* _Written instruction_: Swap each "wall" for "barrier" in everything from the line containing "of the gravel" down to the line containing "[[25, 119], [78, 104]]", and return only those lines with nothing else changed.

* _Collection entries_:
_ _ _ _

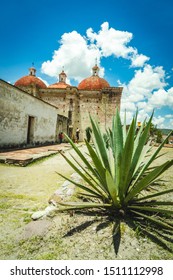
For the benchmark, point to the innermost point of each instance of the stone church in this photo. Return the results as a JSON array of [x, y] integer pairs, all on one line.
[[34, 114]]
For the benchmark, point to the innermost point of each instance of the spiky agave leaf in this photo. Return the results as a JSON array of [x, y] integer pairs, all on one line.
[[119, 175]]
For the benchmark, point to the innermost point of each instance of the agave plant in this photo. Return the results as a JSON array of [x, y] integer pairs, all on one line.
[[121, 180]]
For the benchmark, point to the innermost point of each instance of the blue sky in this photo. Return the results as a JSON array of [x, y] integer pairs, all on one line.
[[132, 41]]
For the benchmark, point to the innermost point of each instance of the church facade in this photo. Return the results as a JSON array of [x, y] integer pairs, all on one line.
[[41, 112]]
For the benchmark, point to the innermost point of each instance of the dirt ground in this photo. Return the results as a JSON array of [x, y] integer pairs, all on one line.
[[25, 190]]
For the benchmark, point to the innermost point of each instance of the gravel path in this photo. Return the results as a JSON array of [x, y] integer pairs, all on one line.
[[25, 190]]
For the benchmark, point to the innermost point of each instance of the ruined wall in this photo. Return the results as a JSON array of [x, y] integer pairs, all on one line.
[[78, 104], [101, 105], [17, 109]]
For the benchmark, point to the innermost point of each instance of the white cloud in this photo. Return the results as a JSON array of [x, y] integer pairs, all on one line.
[[77, 53], [44, 81], [162, 98], [138, 60], [75, 56]]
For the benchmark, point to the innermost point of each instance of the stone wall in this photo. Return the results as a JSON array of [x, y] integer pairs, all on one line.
[[25, 119], [78, 104]]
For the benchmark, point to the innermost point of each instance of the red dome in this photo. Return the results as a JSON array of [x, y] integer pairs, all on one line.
[[93, 82], [30, 80], [59, 85]]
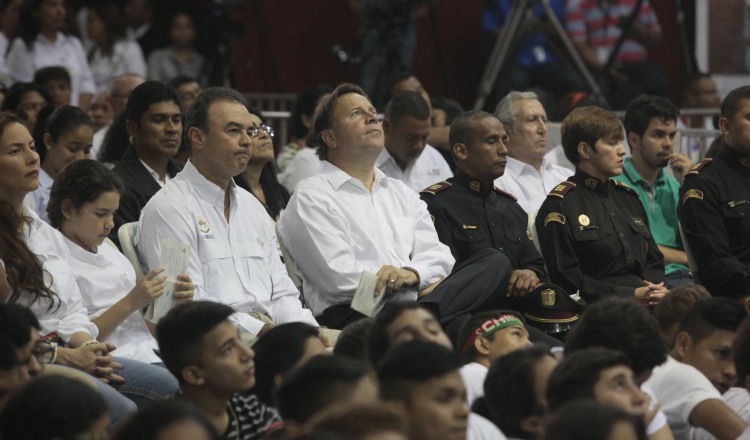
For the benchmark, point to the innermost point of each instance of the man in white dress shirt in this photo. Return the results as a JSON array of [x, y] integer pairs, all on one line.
[[407, 156], [234, 257], [528, 175], [351, 218]]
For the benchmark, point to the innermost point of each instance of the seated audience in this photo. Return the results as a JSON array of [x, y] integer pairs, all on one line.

_ _ _ _

* _Solution to the problem_:
For the benchmark, point to the innermost point of each instance of the gravel path in this photo. Return the results as a JSON array of [x, y] integer pairs, all on one line.
[[25, 190]]
For the benchmark, point to the innermost point of each instance of the ruined barrier in this photo. Return the results as a JSON array of [x, y] integer pairs, all on one line.
[[78, 104], [101, 105], [17, 109]]
For the benchmark, point to the innermost point of each instance of the white cloud in this photo. Return the results as a JSON array of [x, y] integer pairs, all on one line.
[[77, 53], [44, 81], [162, 98], [138, 60], [75, 56]]
For the benchmark, point to the innermost point of each instance of the stone barrier in this photo. Return the results as a JSON array of [x, y] integer pairs, all on one line.
[[25, 119], [78, 104]]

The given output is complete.